### GIVEN REQUEST A
Display every line of the rows that contains the string "head". Case counts.

### TEXT PASSAGE
____________

Mr. August Belmont, after twelve years of service and defeat, appeared
for the last time as chairman of the National Democratic Committee.
Thomas Jefferson Randolph of Virginia (grandson of the author of the
Declaration of Independence), a venerable and imposing figure, was made
temporary chairman, and Ex-Senator James R. Doolittle of Wisconsin,
permanent president. Mr. Doolittle, having been first a Democrat, then
a Republican, then a Democrat again, could well interpret the duplicate
significance of the present movement; and he made a long speech devoted
to that end.

On the second day the Committee on Resolutions reported the Cincinnati
platform without addition or qualification. There was something grim
and grotesque in the now demonstrated purpose of the Democratic
Convention to accept the platform which Mr. Greeley had constructed
with especial regard for the tender sensibilities of the Liberal
Republicans. While the Democrats as a body had persistently opposed
emancipation, and regarded it as a great political wrong, the party now
resolved to maintain it. Hostile throughout all its ranks to any
improvement in the status of the negro, they now determined in favor
of his "enfranchisement." Resisting at every step the passage of the
Thirteenth, Fourteenth, and Fifteenth Amendments to the Constitution,
they now resolved to "oppose any re-opening of the questions that have
been settled" by the adoption of these great changes in the organic
law. With the Southern States dominant in the Convention, their
delegates (all former slave-holders and at a later period engaged in
rebellion in order to perpetuate slavery) now resolved with docile
acquiescence to "recognize the equality of all men before the law; and
the duty of the Government, in its dealings with the people, to mete
out equal and exact justice to all, of whatever _nativity, race,
color_, or persuasion, religious or political."

The Confederate leaders, still sore and angry over their failure to
break up the Union, now declared that they remembered "with gratitude
the heroism and sacrifices of the soldiers and sailors of the
Republic," and that no act of the Democratic party "should ever detract
from their justly earned fame, nor withhold the full reward of their
patriotism." Hitherto viewing the public debt as the price of their
subjugation, they now declared that "the public credit must be sacredly
maintained;" and they heartily denounced "repudiation in every form
and guise." In their determination to make a complete coalition with
the other wing of Mr. Greeley's supporters, the Confederate Democrats
determined to accept any test that might be imposed upon them, to
endure any humiliation that was needful, to assert and accept any and
every inconsistency with their former faith and practice. It is
somewhat interesting to compare the platform to which the Democrats
assented in 1872 with any they had ever before adopted, or with the
record of their senators and representatives in Congress upon all the
public questions at issue during the years immediately preceding the
Convention.

____________

[Rows from a point labeling set]
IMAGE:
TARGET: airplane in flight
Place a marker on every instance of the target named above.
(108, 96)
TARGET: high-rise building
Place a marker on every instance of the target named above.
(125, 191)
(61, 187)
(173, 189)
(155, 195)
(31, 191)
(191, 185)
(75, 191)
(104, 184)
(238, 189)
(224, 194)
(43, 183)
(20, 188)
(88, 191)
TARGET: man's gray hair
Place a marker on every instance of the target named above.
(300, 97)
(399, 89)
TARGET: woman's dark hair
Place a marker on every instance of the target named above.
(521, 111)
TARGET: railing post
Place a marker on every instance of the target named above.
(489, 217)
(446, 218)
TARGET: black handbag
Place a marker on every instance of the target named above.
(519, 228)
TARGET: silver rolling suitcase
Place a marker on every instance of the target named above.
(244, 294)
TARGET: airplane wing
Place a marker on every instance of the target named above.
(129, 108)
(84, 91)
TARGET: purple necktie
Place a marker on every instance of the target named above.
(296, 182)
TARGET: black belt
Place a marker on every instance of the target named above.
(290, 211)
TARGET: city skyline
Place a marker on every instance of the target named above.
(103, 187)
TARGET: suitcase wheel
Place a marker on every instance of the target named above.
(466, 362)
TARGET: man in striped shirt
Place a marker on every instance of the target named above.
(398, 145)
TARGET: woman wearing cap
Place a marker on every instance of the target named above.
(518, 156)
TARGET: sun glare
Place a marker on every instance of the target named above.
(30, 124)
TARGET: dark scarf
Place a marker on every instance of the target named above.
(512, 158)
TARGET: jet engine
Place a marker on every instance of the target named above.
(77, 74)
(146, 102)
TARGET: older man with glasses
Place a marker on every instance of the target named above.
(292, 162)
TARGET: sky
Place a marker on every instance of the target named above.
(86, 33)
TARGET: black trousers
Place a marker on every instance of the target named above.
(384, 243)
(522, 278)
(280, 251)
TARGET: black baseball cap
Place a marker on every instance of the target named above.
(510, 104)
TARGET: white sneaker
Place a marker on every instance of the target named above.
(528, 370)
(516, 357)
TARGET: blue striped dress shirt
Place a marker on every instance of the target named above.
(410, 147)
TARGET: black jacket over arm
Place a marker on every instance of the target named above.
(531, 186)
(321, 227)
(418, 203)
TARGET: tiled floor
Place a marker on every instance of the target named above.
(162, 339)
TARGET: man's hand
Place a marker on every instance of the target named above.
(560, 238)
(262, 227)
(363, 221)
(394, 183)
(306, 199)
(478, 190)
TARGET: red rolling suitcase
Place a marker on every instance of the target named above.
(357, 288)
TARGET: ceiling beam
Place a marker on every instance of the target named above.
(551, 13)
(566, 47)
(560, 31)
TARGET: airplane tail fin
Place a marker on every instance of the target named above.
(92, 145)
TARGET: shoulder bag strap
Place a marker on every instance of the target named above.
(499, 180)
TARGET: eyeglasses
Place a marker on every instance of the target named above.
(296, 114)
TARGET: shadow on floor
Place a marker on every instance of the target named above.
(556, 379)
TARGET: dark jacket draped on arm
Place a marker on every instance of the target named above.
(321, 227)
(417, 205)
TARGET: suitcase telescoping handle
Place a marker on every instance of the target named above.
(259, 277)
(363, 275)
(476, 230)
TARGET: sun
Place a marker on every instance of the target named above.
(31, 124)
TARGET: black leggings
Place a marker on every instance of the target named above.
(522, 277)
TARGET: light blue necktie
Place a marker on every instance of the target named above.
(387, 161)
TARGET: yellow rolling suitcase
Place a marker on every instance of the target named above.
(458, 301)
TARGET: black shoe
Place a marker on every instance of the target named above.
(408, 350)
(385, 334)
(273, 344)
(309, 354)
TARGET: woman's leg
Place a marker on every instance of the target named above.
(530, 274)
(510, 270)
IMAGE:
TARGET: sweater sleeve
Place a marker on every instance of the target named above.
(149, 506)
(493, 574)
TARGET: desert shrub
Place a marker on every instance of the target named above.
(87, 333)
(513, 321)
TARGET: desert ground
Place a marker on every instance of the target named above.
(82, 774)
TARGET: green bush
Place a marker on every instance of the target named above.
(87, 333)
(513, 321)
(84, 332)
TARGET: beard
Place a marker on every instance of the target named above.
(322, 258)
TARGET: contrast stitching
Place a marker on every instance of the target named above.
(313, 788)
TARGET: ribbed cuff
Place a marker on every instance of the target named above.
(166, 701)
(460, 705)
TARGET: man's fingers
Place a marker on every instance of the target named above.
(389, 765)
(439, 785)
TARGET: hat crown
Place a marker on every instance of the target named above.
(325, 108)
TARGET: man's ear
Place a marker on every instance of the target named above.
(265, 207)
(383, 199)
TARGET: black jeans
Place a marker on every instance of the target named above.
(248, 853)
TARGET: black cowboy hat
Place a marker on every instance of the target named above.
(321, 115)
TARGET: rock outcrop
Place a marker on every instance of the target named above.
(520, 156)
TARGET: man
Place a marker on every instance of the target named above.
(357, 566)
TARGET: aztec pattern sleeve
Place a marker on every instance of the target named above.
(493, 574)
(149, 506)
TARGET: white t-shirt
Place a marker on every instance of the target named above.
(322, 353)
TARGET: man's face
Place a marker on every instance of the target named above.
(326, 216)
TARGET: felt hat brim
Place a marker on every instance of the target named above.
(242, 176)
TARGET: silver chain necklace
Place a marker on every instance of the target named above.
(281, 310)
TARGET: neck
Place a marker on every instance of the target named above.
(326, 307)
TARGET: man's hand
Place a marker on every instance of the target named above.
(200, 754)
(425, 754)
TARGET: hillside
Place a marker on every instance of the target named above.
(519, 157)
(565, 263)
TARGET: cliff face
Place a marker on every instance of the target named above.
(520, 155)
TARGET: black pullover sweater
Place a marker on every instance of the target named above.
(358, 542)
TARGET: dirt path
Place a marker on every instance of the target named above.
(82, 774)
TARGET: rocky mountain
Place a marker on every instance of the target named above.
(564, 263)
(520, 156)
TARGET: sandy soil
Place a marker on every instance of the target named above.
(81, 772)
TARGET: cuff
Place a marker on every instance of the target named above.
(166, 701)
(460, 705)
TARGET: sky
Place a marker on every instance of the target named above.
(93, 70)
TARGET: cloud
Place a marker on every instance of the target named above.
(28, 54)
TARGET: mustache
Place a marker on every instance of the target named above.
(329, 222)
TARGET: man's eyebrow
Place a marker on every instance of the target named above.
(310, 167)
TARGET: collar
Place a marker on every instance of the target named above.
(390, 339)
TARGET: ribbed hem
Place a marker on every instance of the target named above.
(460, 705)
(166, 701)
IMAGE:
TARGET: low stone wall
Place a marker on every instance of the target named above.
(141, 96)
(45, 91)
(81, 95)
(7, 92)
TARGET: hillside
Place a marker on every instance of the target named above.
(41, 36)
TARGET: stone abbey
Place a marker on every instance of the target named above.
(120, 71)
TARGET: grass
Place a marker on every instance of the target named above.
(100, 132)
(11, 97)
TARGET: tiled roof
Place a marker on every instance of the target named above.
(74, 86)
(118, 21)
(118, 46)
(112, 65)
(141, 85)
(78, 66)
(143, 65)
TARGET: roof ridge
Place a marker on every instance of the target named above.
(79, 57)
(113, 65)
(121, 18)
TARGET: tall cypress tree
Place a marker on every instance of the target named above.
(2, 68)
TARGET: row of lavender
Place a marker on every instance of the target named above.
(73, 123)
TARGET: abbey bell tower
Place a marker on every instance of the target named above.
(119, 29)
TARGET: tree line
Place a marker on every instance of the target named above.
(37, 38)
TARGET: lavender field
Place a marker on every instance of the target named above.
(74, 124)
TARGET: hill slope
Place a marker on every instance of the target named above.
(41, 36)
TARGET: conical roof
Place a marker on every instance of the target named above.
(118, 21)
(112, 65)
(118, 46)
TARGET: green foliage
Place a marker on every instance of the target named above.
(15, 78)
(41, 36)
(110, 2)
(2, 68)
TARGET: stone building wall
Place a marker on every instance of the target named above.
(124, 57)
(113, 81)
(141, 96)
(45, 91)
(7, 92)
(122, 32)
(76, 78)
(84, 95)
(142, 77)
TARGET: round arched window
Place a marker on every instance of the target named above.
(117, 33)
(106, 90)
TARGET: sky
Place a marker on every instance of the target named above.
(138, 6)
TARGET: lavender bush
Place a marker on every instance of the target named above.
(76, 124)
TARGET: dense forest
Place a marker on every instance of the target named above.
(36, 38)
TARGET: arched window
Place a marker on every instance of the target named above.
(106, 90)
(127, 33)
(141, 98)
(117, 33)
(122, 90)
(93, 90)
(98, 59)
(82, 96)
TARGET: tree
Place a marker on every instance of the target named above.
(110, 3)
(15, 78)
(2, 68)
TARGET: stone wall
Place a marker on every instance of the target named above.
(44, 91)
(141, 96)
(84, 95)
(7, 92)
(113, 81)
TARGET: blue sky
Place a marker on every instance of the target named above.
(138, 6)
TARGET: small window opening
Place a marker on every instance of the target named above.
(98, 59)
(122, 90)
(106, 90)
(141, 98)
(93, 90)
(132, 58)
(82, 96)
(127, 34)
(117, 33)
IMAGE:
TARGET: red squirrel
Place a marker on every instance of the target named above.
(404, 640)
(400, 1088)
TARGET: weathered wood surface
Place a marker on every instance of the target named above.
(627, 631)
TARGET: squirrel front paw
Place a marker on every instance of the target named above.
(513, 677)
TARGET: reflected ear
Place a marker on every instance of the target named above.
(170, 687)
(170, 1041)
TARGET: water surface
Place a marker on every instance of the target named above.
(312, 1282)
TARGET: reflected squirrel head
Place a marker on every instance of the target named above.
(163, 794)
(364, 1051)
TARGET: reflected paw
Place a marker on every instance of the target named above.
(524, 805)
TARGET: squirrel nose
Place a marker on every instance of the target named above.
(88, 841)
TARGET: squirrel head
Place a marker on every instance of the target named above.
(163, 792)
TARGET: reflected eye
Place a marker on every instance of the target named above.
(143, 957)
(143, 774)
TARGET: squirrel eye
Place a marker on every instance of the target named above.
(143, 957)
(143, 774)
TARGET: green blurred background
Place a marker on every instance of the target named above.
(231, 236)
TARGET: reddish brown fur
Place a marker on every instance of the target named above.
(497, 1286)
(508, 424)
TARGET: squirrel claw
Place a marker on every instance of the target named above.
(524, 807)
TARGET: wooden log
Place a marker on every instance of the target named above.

____________

### GIVEN REQUEST B
Swap "chairman" for "chair" and reproduce the convention passage between "Mr. August Belmont, after" and "to that end.", inclusive.

### SOLUTION A
TARGET: reflected squirrel head
TARGET: squirrel head

### SOLUTION B
Mr. August Belmont, after twelve years of service and defeat, appeared
for the last time as chair of the National Democratic Committee.
Thomas Jefferson Randolph of Virginia (grandson of the author of the
Declaration of Independence), a venerable and imposing figure, was made
temporary chair, and Ex-Senator James R. Doolittle of Wisconsin,
permanent president. Mr. Doolittle, having been first a Democrat, then
a Republican, then a Democrat again, could well interpret the duplicate
significance of the present movement; and he made a long speech devoted
to that end.